Work order:
Could you repeat every record below exactly, leaving out the pictures?

[Opening Data provided section]

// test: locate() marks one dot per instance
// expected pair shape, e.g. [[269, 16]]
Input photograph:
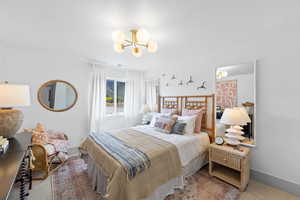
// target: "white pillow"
[[190, 123], [155, 115]]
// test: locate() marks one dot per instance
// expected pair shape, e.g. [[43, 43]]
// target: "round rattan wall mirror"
[[57, 95]]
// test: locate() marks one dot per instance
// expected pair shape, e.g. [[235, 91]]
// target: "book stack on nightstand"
[[230, 164], [3, 145]]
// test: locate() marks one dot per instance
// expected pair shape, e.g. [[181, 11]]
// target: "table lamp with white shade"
[[12, 95], [235, 117]]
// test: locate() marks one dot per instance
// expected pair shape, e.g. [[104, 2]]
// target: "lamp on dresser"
[[235, 117], [12, 95]]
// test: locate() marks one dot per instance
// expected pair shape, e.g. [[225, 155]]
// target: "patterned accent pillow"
[[165, 123], [198, 122], [179, 128], [39, 138]]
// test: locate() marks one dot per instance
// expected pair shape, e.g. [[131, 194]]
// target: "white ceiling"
[[186, 28], [238, 69]]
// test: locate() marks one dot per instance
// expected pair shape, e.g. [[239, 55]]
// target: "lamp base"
[[10, 122]]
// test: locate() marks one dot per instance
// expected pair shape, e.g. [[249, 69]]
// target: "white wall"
[[34, 67]]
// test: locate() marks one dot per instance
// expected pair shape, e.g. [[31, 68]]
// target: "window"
[[115, 93]]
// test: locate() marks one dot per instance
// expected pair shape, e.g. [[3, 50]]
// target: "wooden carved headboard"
[[193, 103]]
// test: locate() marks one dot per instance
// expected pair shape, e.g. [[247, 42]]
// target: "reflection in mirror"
[[235, 103], [57, 95]]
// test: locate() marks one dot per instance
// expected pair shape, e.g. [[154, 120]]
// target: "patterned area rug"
[[201, 186], [70, 182]]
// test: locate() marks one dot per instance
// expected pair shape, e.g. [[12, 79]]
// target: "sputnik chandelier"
[[139, 38]]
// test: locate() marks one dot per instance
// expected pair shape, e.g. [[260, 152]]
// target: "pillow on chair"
[[39, 138], [198, 122]]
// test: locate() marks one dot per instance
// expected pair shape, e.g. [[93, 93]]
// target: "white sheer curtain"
[[151, 94], [97, 98], [134, 94]]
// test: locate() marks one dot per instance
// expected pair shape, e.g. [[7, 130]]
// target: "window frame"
[[115, 80]]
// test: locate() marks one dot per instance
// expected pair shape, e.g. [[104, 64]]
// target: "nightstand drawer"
[[226, 158]]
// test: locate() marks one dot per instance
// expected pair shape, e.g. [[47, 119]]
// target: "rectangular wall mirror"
[[235, 103]]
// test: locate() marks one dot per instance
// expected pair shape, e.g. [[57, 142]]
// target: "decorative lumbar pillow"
[[199, 113], [165, 123], [170, 111], [179, 128]]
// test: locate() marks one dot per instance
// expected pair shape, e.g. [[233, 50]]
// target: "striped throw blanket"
[[132, 159]]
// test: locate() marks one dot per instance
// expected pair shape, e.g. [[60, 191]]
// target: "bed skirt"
[[99, 181]]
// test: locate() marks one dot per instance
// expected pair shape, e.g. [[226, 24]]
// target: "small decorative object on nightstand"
[[230, 165]]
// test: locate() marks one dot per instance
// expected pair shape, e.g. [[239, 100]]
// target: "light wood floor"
[[255, 191]]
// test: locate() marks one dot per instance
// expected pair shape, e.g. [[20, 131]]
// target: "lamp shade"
[[14, 95], [235, 116], [146, 108]]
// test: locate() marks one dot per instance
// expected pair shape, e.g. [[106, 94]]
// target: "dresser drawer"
[[225, 158]]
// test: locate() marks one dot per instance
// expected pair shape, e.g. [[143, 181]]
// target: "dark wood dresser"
[[14, 162]]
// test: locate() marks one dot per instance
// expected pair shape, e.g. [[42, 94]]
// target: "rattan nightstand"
[[230, 165]]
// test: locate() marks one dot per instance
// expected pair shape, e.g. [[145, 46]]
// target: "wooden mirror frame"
[[56, 110], [252, 144]]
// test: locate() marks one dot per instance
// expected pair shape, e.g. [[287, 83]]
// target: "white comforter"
[[189, 146]]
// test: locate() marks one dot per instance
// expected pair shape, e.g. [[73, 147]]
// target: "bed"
[[173, 157]]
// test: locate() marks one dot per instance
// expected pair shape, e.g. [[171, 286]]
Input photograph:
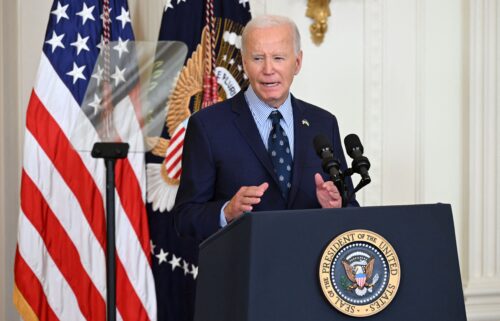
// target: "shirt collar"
[[261, 110]]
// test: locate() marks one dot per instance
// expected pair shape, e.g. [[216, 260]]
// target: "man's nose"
[[268, 66]]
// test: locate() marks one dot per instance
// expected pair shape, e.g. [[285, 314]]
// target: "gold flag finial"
[[319, 11]]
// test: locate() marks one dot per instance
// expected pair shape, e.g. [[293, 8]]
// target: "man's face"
[[270, 62]]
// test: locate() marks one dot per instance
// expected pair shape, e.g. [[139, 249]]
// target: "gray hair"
[[266, 21]]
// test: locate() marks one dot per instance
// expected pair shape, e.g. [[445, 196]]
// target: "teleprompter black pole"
[[110, 152]]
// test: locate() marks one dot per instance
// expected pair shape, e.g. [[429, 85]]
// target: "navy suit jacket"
[[223, 151]]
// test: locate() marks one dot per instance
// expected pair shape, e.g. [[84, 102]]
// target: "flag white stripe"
[[128, 128], [61, 201], [66, 116], [59, 295], [130, 252]]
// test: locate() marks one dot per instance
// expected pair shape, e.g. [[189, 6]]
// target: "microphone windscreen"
[[352, 143], [321, 142]]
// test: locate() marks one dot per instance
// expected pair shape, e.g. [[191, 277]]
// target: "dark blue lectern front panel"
[[265, 266]]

[Closing Data provided section]

The answer:
// test: locate() marks one dot per instance
// expected pair shape, e.g. [[269, 16]]
Input photograph:
// target: "white pillow"
[[190, 123], [155, 115]]
// test: locate() marks one dot per instance
// expected pair shape, e.g. [[43, 43]]
// target: "round rattan wall mirror"
[[57, 95]]
// test: locate() marks one dot per instance
// expected pair shape, e.g. [[235, 91]]
// target: "book stack on nightstand"
[[230, 164], [3, 145]]
// test: locate() marks one dot per instance
// expected pair shape, e.g. [[181, 11]]
// target: "table lamp with white shade"
[[12, 95], [235, 117]]
// test: locate() marks one dot per instance
// expected pair shape, e.g. [[104, 2]]
// target: "lamp on dresser"
[[235, 117], [12, 95]]
// test: locate() marks one dot per instance
// expected pair shape, e.g. [[225, 155]]
// target: "patterned accent pillow"
[[165, 123], [198, 122], [179, 128], [39, 138]]
// test: locate() marks one dot per instance
// expected pair shape, e.g. [[131, 194]]
// target: "white ceiling"
[[186, 28], [238, 69]]
// test: locate() marks one dot per instance
// expected pair shape, e.g. [[239, 55]]
// target: "lamp base"
[[10, 122]]
// test: locate() marks one dot per instance
// expected pair shape, e.g. [[249, 69]]
// target: "white wall"
[[34, 67]]
// test: locate() marks one dot per instance
// expected pair shape, e.g. [[31, 68]]
// target: "window"
[[115, 93]]
// test: locate() marks one dot per instance
// expected pair shape, e.g. [[3, 50]]
// target: "wooden carved headboard"
[[193, 103]]
// test: locate() marks one dot per instance
// expected pair shape, e.g. [[247, 42]]
// target: "reflection in mirror"
[[235, 103], [57, 95]]
// test: locate() marks one dot per instance
// expected pair shape, e.g. [[154, 120]]
// target: "patterned area rug"
[[201, 186], [70, 182]]
// test: locate() marks one dot per instance
// expected pair shape, e.g. [[12, 79]]
// target: "sputnik chandelier"
[[139, 38]]
// test: locate() marks one dot per instance
// expected pair shape, e.g. [[260, 152]]
// target: "pillow on chair"
[[39, 138], [198, 122]]
// test: locate() marks one dot per instance
// expected pair shape, e.g. [[93, 93]]
// target: "white sheer curtain"
[[151, 94], [97, 98], [134, 94]]
// test: locate() marks one dot per instance
// expected pair shape, e.g. [[7, 130]]
// target: "window frame"
[[115, 80]]
// test: locate() marks one dot per instance
// expected pair shape, e.g. [[104, 64]]
// target: "nightstand drawer"
[[226, 158]]
// test: locate() marks one dot per instance
// expected pair shape, e.g. [[47, 119]]
// target: "rectangular wall mirror"
[[235, 103]]
// test: locate() marks one dot per instance
// expected pair shape, e.g. [[57, 142]]
// target: "decorative lumbar pillow"
[[199, 113], [165, 123], [170, 111], [179, 128]]
// test: locate() marks one dot per instance
// expected pair shape, e.g. [[233, 50]]
// target: "striped throw blanket"
[[132, 159]]
// test: locate() marks one dot per instance
// expected pair shape, e.g. [[60, 191]]
// target: "bed skirt"
[[99, 181]]
// test: locate() marks one dot per instance
// expected pair shape, e.g. [[226, 24]]
// target: "small decorative object on nightstand"
[[230, 165]]
// test: locate() marks one dot per instance
// expected pair shape, e.g. [[239, 100]]
// target: "light wood floor"
[[255, 191]]
// test: locate() marks one dot per instance
// expected pair shape, e.g. [[20, 131]]
// target: "lamp shade"
[[14, 95], [235, 116], [146, 108]]
// test: locate() marks one dot per instance
// expected pair shape, e.g. [[106, 94]]
// target: "dresser drawer"
[[225, 158]]
// test: locate() marks one dot per instance
// expected pair shape, e.g. [[143, 181]]
// target: "dark wood dresser"
[[14, 162]]
// test: locate() marks one dot per instance
// expected pair shape, e.g. [[42, 94]]
// target: "rattan nightstand"
[[230, 165]]
// test: locate() marks one dot per instance
// expected pair shape, e.g. [[145, 46]]
// target: "wooden mirror frame"
[[56, 110], [252, 144]]
// test: locate() marks one dot per instance
// expected pair shape, e.g. [[287, 83]]
// target: "white comforter"
[[189, 146]]
// test: locate() marks one dot per instance
// expected pair shape, e.g. [[73, 147]]
// target: "bed"
[[173, 157]]
// test: locate() marks one dot per instance
// expected pair shape, e.g. [[171, 286]]
Input photograph:
// target: "shirt collar"
[[261, 110]]
// test: locate() marks one dot per instance
// expected pair shape, e.g. [[216, 260]]
// target: "man's nose"
[[268, 66]]
// test: locate() marks one dot per instance
// expected pair shape, e.g. [[285, 314]]
// target: "gold flag finial"
[[319, 11]]
// test: locate() marks one dot per instance
// expected pair shape, e.g. [[293, 8]]
// target: "man's face"
[[270, 62]]
// test: locate() marks one dot per instance
// expected pair shape, e.g. [[139, 249]]
// target: "gray hair"
[[266, 21]]
// test: locate() marks one dot per instance
// expected pair shape, e.g. [[445, 196]]
// target: "teleprompter black pole"
[[110, 152]]
// test: locate() marks one dot per instance
// expected pair shape, e.g. [[429, 85]]
// target: "navy suit jacket"
[[223, 151]]
// test: locate() marks one dot per instance
// expected pair shape, e.g. [[84, 102]]
// target: "flag white stripe"
[[128, 128], [61, 201], [66, 116], [59, 295], [130, 252]]
// test: locate() marks one dot per instance
// expected pair shape, e.g. [[189, 6]]
// target: "microphone windscreen"
[[352, 143], [321, 142]]
// test: locate() marks one dot per instance
// expected pair shape, e.g. [[191, 277]]
// target: "dark blue lectern front panel"
[[265, 266]]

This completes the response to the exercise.